Available data —
━━━

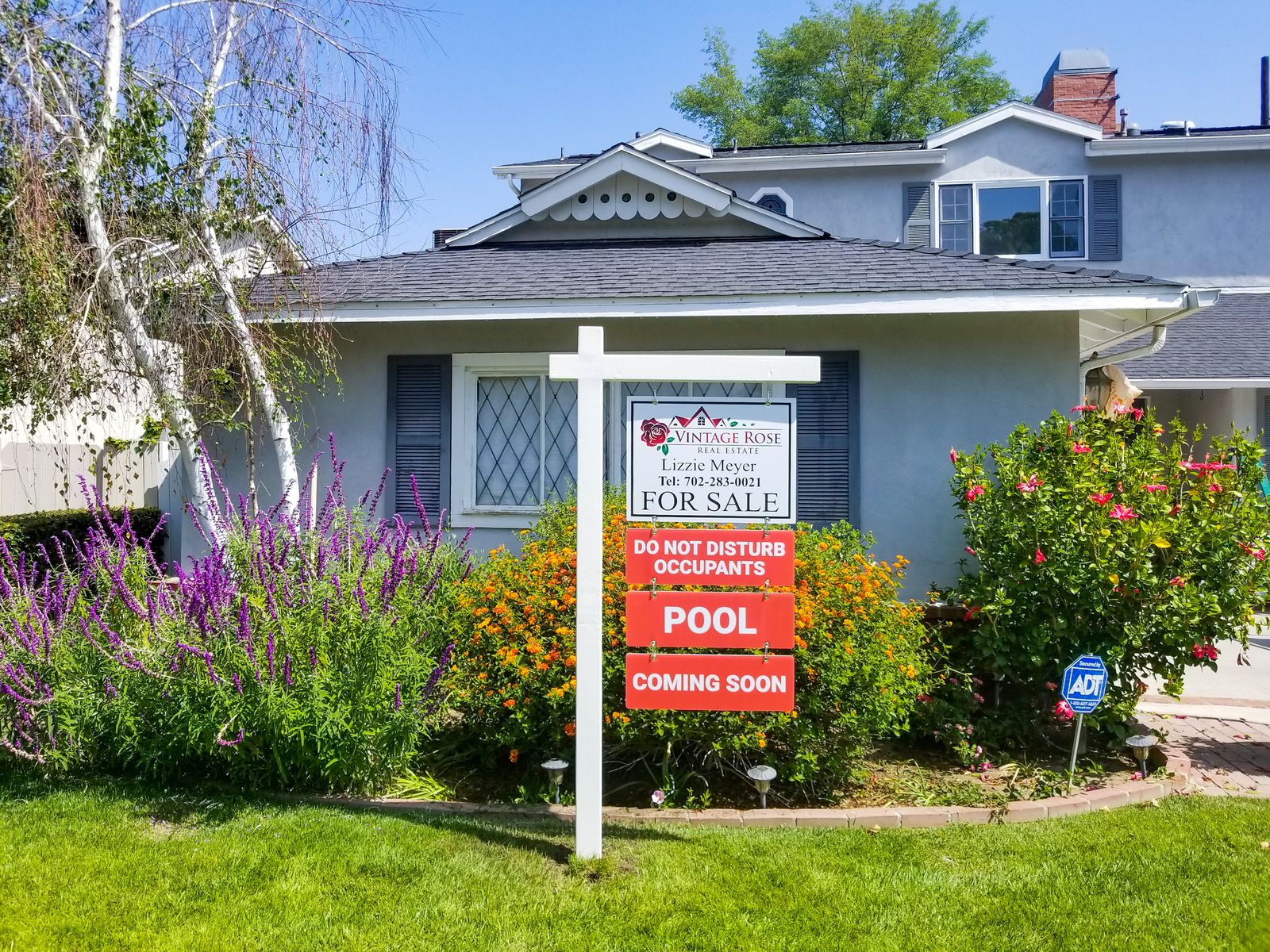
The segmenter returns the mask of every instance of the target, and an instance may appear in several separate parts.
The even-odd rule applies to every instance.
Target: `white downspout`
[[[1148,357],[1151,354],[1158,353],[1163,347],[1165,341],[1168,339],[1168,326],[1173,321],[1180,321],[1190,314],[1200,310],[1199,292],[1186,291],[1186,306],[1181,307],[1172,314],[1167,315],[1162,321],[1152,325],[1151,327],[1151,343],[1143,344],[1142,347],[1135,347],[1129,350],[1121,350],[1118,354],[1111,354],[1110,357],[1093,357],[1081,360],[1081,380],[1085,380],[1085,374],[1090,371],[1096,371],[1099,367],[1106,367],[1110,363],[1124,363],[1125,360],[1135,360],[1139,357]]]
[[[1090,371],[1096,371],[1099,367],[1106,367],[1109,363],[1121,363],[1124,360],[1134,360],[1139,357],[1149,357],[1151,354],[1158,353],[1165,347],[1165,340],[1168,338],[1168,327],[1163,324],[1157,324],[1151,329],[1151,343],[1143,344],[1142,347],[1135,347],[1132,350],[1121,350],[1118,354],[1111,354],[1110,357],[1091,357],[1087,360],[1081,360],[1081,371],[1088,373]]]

━━━

Requirement — Copy the lines above verbatim, leaving out the picture.

Final result —
The segmenter returns the mask of every instance of the target, and an instance may appear in several separate parts.
The even-odd rule applies to every instance.
Target: `white downspout`
[[[1148,357],[1151,354],[1158,353],[1163,347],[1165,341],[1168,339],[1168,326],[1173,321],[1180,321],[1190,314],[1200,310],[1199,292],[1186,291],[1186,306],[1181,307],[1172,314],[1167,315],[1162,321],[1152,325],[1151,327],[1151,343],[1143,344],[1142,347],[1135,347],[1129,350],[1121,350],[1118,354],[1111,354],[1110,357],[1093,357],[1081,360],[1081,380],[1085,380],[1085,374],[1090,371],[1096,371],[1099,367],[1106,367],[1110,363],[1124,363],[1125,360],[1135,360],[1139,357]]]
[[[1090,371],[1096,371],[1099,367],[1106,367],[1109,363],[1121,363],[1124,360],[1134,360],[1139,357],[1149,357],[1151,354],[1158,353],[1165,347],[1165,340],[1168,338],[1168,327],[1163,324],[1157,324],[1151,329],[1151,343],[1143,344],[1142,347],[1135,347],[1132,350],[1121,350],[1118,354],[1111,354],[1110,357],[1091,357],[1087,360],[1081,360],[1081,371],[1088,373]]]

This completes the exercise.